**PROBLEM DETAILS**:
Within the data that follows, how many lines carry the string "below"? Give the number alone.

**RECORDS PROVIDED**:
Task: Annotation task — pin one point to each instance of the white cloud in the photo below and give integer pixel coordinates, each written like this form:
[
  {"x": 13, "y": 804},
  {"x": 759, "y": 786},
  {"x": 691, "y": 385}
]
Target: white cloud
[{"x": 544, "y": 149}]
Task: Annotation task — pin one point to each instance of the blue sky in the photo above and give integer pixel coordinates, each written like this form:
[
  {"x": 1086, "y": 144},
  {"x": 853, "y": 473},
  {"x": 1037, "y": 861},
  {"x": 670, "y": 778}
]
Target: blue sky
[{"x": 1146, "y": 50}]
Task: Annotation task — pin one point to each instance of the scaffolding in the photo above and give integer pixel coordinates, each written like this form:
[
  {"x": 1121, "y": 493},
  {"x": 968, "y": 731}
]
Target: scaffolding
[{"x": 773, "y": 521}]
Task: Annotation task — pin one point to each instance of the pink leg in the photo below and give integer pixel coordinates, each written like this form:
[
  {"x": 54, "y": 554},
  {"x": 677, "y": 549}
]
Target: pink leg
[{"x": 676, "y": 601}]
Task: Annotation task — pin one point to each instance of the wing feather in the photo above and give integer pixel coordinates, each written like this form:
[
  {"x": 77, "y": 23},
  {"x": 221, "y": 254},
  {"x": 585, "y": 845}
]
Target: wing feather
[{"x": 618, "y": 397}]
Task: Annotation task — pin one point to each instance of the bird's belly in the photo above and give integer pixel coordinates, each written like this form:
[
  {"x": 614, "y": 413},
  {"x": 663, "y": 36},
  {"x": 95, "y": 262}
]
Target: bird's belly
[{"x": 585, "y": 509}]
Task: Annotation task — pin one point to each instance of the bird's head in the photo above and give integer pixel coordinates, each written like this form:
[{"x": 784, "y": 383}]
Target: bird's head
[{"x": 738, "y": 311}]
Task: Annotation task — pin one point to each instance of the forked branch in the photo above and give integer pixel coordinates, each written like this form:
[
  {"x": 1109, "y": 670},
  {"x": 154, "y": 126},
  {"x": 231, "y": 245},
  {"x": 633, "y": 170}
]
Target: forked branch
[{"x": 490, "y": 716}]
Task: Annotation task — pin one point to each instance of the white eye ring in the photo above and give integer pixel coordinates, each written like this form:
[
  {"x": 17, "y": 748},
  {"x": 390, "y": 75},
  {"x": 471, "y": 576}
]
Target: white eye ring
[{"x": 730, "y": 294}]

---

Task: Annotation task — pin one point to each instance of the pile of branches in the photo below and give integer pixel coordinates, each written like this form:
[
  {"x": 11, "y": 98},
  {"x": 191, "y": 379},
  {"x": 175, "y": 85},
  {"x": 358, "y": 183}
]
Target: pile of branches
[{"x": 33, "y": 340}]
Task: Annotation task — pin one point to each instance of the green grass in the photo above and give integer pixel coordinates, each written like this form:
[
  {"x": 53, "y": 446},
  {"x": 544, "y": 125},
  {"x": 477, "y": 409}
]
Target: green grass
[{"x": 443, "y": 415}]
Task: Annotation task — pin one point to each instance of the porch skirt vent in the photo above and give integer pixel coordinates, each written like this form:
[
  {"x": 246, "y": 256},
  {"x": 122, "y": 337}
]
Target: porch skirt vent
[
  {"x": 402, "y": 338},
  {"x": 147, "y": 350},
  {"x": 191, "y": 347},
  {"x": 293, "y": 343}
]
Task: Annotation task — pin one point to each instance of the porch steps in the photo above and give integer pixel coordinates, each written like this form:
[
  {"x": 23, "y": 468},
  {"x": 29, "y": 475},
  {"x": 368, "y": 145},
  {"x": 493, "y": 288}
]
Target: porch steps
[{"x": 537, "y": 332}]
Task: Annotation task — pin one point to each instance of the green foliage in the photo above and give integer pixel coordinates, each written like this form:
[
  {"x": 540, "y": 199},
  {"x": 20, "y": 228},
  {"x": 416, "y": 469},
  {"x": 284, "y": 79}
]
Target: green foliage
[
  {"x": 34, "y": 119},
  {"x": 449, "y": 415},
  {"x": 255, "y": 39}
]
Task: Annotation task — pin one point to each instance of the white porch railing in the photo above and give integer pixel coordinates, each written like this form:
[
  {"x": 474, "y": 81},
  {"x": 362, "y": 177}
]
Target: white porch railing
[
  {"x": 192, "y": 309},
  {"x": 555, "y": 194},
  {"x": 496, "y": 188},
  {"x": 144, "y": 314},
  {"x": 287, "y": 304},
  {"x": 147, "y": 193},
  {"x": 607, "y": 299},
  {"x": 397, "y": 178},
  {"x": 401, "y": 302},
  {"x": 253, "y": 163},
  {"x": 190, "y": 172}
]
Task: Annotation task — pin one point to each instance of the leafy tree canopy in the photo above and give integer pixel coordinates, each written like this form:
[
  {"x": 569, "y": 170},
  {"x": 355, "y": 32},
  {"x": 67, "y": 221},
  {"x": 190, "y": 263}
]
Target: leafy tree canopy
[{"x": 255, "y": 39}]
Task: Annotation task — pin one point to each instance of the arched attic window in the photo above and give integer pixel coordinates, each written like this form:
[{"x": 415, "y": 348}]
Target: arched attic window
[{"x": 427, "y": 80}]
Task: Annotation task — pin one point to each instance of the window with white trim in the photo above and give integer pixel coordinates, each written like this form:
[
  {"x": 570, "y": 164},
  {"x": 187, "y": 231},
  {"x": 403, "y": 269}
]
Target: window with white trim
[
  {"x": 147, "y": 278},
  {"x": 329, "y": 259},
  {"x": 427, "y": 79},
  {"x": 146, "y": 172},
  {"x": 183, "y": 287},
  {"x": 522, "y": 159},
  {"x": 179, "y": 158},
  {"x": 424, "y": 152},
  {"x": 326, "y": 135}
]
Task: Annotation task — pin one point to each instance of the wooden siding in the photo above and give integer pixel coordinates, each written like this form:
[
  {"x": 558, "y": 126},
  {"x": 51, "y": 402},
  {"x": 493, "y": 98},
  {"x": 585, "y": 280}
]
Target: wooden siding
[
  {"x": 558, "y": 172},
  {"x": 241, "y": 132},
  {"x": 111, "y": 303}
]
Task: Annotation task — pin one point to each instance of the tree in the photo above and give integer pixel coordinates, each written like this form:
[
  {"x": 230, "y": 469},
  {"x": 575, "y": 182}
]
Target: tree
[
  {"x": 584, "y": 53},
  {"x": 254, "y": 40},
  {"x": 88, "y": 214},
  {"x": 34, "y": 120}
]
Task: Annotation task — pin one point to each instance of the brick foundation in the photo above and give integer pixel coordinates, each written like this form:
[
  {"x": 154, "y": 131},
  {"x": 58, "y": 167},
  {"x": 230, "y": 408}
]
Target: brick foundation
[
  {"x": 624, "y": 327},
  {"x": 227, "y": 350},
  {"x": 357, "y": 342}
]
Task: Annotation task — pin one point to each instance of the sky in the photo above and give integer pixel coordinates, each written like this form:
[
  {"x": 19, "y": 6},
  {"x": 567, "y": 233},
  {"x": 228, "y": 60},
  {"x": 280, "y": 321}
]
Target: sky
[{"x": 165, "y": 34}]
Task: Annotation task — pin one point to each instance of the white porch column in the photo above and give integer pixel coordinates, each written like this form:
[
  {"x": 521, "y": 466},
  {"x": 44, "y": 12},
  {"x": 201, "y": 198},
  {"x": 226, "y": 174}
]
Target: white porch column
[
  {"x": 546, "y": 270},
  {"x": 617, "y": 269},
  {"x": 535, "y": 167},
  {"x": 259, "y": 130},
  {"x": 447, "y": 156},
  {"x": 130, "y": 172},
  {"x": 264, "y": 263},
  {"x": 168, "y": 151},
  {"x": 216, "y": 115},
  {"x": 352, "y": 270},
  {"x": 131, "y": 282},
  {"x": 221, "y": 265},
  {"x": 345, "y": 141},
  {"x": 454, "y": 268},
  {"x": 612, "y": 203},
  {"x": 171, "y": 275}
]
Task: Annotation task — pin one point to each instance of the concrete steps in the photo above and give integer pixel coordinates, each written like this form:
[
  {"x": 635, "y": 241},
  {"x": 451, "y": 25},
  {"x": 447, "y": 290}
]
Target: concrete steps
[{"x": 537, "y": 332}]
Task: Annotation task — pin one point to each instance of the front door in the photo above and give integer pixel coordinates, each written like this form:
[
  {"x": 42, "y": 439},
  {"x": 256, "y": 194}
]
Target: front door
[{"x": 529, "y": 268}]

**ANSWER TO THE PROBLEM**:
3